• _THE TASK_: Find each line in the data below that contains the string "sandy" and copy those lines. Treat uppercase and lowercase as different.

Excerpts of pointing data
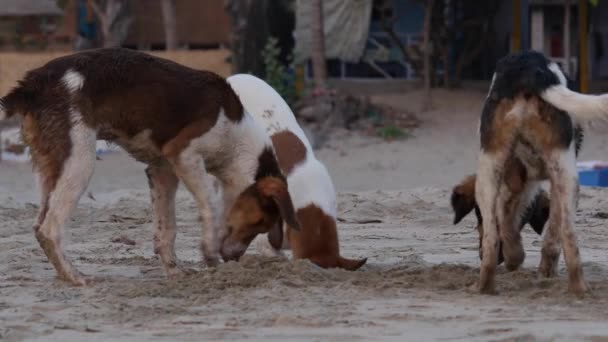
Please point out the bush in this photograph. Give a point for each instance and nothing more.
(276, 74)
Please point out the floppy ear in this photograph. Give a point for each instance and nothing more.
(276, 189)
(463, 198)
(539, 212)
(275, 235)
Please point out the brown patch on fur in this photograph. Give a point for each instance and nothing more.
(47, 158)
(289, 149)
(318, 240)
(503, 126)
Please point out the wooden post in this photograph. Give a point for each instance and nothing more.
(567, 53)
(583, 7)
(319, 67)
(516, 26)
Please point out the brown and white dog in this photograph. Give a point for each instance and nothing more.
(528, 125)
(183, 123)
(311, 188)
(534, 211)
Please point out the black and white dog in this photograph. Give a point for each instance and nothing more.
(530, 131)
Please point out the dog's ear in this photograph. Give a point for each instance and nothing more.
(463, 198)
(275, 235)
(276, 189)
(539, 213)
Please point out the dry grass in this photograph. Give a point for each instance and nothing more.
(13, 65)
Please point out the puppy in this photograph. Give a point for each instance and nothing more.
(311, 188)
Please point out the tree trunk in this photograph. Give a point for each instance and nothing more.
(249, 34)
(170, 22)
(115, 20)
(426, 46)
(318, 44)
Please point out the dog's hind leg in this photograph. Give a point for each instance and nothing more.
(515, 207)
(163, 186)
(564, 197)
(65, 169)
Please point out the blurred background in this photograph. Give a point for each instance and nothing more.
(374, 83)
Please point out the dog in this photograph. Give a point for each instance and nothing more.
(184, 124)
(311, 187)
(535, 213)
(529, 125)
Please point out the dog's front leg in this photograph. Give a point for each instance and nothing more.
(486, 191)
(163, 186)
(189, 166)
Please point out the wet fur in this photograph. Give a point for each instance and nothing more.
(527, 137)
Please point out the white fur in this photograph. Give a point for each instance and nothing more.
(2, 111)
(230, 153)
(73, 80)
(76, 173)
(309, 182)
(581, 107)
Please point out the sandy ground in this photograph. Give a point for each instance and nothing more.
(393, 208)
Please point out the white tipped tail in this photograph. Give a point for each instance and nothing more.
(581, 107)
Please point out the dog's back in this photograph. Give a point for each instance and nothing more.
(310, 184)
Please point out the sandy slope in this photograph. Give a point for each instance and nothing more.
(416, 285)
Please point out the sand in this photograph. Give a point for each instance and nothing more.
(393, 209)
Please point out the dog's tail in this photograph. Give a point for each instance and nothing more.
(582, 108)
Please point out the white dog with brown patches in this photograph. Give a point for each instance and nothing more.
(183, 123)
(310, 185)
(530, 131)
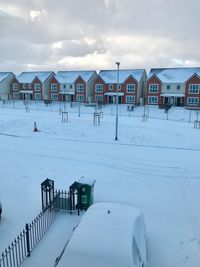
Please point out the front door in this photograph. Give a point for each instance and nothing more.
(178, 101)
(120, 99)
(166, 100)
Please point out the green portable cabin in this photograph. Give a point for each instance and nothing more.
(85, 192)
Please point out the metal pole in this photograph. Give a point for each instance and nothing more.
(79, 109)
(117, 98)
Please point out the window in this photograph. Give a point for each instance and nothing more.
(80, 87)
(98, 98)
(153, 88)
(54, 97)
(80, 98)
(37, 86)
(153, 100)
(54, 87)
(15, 86)
(130, 88)
(130, 99)
(16, 96)
(193, 101)
(119, 87)
(194, 88)
(99, 88)
(37, 96)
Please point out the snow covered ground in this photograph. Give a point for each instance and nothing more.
(154, 166)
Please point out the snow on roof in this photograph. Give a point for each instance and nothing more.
(86, 180)
(174, 75)
(3, 75)
(104, 237)
(28, 77)
(110, 76)
(71, 76)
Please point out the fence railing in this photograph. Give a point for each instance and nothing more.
(24, 243)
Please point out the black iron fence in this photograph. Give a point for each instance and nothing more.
(23, 244)
(21, 247)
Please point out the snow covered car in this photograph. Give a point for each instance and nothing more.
(0, 209)
(109, 235)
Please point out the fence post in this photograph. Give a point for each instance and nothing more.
(27, 240)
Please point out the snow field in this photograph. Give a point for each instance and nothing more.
(154, 166)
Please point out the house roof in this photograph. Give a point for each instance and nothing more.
(104, 237)
(110, 76)
(71, 76)
(3, 75)
(174, 75)
(28, 77)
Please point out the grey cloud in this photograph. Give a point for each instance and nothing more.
(30, 42)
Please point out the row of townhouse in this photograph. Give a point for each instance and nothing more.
(176, 86)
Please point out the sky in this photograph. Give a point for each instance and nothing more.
(94, 34)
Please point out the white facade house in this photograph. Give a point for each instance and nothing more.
(5, 80)
(109, 235)
(33, 85)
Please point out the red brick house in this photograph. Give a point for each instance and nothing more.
(31, 85)
(130, 87)
(192, 92)
(176, 86)
(75, 86)
(5, 80)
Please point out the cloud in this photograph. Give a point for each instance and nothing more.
(40, 34)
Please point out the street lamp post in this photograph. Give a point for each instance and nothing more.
(117, 100)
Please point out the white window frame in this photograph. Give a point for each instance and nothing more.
(37, 87)
(54, 87)
(119, 87)
(193, 98)
(80, 98)
(15, 95)
(111, 87)
(99, 88)
(150, 98)
(194, 89)
(153, 88)
(128, 99)
(130, 88)
(99, 98)
(54, 96)
(15, 86)
(37, 96)
(80, 87)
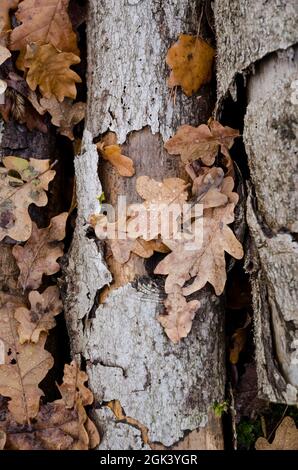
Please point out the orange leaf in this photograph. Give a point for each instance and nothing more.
(49, 69)
(39, 255)
(190, 59)
(44, 22)
(112, 153)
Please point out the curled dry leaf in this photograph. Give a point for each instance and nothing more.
(65, 115)
(4, 54)
(5, 7)
(40, 317)
(8, 332)
(201, 142)
(23, 182)
(49, 69)
(44, 22)
(203, 257)
(19, 380)
(39, 255)
(72, 388)
(180, 314)
(2, 439)
(190, 59)
(111, 152)
(54, 428)
(286, 437)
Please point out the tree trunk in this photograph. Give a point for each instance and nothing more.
(166, 389)
(257, 39)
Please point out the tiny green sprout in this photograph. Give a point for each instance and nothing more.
(101, 198)
(220, 408)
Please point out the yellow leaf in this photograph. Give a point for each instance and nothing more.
(190, 59)
(286, 437)
(44, 22)
(49, 69)
(23, 182)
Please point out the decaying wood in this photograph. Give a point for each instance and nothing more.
(247, 35)
(168, 388)
(248, 30)
(272, 219)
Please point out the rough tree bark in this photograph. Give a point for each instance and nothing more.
(167, 388)
(257, 39)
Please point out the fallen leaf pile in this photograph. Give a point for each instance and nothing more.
(47, 46)
(111, 151)
(197, 259)
(26, 319)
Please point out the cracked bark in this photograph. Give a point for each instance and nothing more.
(261, 37)
(167, 388)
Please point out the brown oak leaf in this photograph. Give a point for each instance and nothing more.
(201, 142)
(39, 254)
(49, 69)
(55, 427)
(177, 322)
(40, 317)
(202, 258)
(111, 151)
(2, 439)
(286, 437)
(72, 388)
(190, 59)
(65, 115)
(44, 22)
(19, 380)
(4, 54)
(23, 182)
(5, 23)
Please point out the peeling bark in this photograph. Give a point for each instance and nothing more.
(248, 33)
(168, 388)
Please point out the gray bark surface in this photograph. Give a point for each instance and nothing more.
(248, 30)
(168, 388)
(248, 33)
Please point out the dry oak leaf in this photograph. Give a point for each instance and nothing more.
(44, 22)
(4, 54)
(65, 115)
(8, 332)
(190, 59)
(72, 388)
(2, 439)
(286, 437)
(201, 142)
(54, 428)
(49, 69)
(19, 380)
(203, 257)
(180, 314)
(111, 152)
(40, 253)
(23, 182)
(40, 317)
(5, 6)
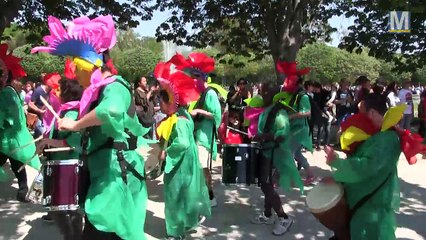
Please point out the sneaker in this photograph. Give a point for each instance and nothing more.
(309, 180)
(47, 218)
(282, 226)
(262, 219)
(213, 202)
(174, 238)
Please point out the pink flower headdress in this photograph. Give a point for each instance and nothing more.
(292, 74)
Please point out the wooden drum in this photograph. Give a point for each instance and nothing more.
(327, 203)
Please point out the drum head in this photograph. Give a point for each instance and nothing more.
(153, 167)
(324, 196)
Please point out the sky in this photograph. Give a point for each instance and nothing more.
(148, 28)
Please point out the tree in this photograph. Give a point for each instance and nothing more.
(33, 14)
(265, 27)
(370, 30)
(330, 64)
(35, 64)
(135, 62)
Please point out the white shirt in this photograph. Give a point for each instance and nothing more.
(393, 99)
(406, 97)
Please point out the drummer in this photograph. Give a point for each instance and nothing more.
(70, 93)
(230, 135)
(369, 174)
(273, 133)
(115, 204)
(17, 144)
(186, 195)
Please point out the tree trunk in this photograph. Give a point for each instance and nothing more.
(9, 10)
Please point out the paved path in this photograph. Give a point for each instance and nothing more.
(230, 219)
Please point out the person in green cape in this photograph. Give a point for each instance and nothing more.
(274, 135)
(70, 223)
(116, 197)
(369, 174)
(17, 144)
(186, 195)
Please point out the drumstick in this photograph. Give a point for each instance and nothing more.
(26, 145)
(238, 131)
(26, 162)
(50, 108)
(63, 149)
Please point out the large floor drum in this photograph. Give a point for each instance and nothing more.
(239, 164)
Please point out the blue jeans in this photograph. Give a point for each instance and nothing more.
(39, 129)
(296, 149)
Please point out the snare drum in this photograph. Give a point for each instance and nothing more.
(153, 167)
(239, 163)
(61, 184)
(327, 203)
(35, 193)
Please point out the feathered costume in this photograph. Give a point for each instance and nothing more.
(51, 80)
(16, 140)
(111, 205)
(198, 65)
(372, 159)
(186, 195)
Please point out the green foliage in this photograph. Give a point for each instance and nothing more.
(33, 14)
(135, 62)
(36, 64)
(370, 30)
(246, 28)
(329, 64)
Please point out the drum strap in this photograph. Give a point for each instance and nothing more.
(210, 160)
(367, 197)
(124, 165)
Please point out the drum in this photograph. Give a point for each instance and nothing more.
(153, 167)
(327, 203)
(239, 163)
(35, 193)
(61, 184)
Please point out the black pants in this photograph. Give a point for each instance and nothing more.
(272, 199)
(21, 176)
(70, 223)
(323, 125)
(91, 233)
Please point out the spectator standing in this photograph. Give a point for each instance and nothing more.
(406, 96)
(144, 105)
(364, 89)
(321, 97)
(36, 106)
(391, 94)
(344, 101)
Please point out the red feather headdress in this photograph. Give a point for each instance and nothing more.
(181, 88)
(292, 74)
(8, 62)
(197, 65)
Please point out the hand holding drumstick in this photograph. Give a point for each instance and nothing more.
(63, 123)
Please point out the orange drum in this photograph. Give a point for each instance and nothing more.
(327, 203)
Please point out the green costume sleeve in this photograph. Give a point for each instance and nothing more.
(11, 103)
(3, 175)
(112, 111)
(371, 157)
(304, 104)
(179, 143)
(73, 139)
(212, 105)
(282, 124)
(15, 134)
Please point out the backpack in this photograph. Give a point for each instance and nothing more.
(295, 103)
(200, 103)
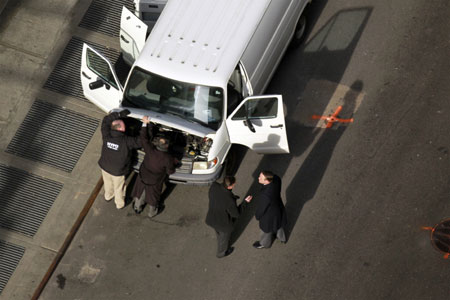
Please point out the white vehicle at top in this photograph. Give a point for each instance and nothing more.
(199, 76)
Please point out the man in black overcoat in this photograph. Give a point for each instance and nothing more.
(222, 213)
(157, 165)
(270, 211)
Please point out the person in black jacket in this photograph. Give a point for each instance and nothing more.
(157, 165)
(270, 211)
(222, 213)
(115, 159)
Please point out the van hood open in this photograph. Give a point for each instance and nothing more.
(171, 121)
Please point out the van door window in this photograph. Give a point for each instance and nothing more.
(100, 67)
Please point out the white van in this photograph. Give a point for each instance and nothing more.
(198, 76)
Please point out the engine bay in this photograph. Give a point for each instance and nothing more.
(185, 147)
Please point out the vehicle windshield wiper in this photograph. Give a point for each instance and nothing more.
(185, 117)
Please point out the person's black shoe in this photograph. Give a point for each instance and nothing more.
(257, 245)
(228, 252)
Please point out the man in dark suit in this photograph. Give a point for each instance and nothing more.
(270, 211)
(222, 213)
(157, 165)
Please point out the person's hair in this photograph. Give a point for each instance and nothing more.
(162, 144)
(268, 174)
(117, 125)
(228, 181)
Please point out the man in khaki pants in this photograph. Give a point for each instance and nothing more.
(115, 160)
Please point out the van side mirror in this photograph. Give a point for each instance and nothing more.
(249, 124)
(98, 84)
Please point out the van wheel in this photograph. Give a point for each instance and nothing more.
(299, 33)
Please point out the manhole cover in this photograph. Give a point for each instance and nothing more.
(440, 237)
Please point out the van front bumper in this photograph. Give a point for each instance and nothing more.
(195, 179)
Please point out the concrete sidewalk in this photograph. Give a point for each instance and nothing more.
(33, 35)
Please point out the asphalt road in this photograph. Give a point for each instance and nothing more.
(357, 195)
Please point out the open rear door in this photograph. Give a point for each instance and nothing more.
(258, 123)
(133, 33)
(99, 81)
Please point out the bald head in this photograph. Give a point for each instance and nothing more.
(118, 125)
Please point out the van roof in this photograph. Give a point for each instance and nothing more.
(201, 41)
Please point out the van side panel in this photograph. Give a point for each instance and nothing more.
(270, 41)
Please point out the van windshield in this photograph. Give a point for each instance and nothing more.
(196, 103)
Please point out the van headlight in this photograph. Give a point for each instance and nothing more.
(205, 165)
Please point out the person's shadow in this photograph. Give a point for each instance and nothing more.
(304, 185)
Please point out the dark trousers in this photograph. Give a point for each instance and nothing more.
(152, 192)
(223, 243)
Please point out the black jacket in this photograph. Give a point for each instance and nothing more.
(157, 164)
(222, 208)
(270, 211)
(116, 150)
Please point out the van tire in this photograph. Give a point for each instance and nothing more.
(299, 32)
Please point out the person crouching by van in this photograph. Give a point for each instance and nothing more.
(157, 165)
(115, 159)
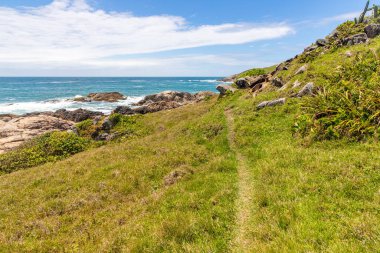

• _TASK RESPONSE_:
Please point out the sandy ground in this photograph. Give a point for each instance and nothing more.
Please point out the sandy slope in this photograph. Give a point for each instance and nothing more.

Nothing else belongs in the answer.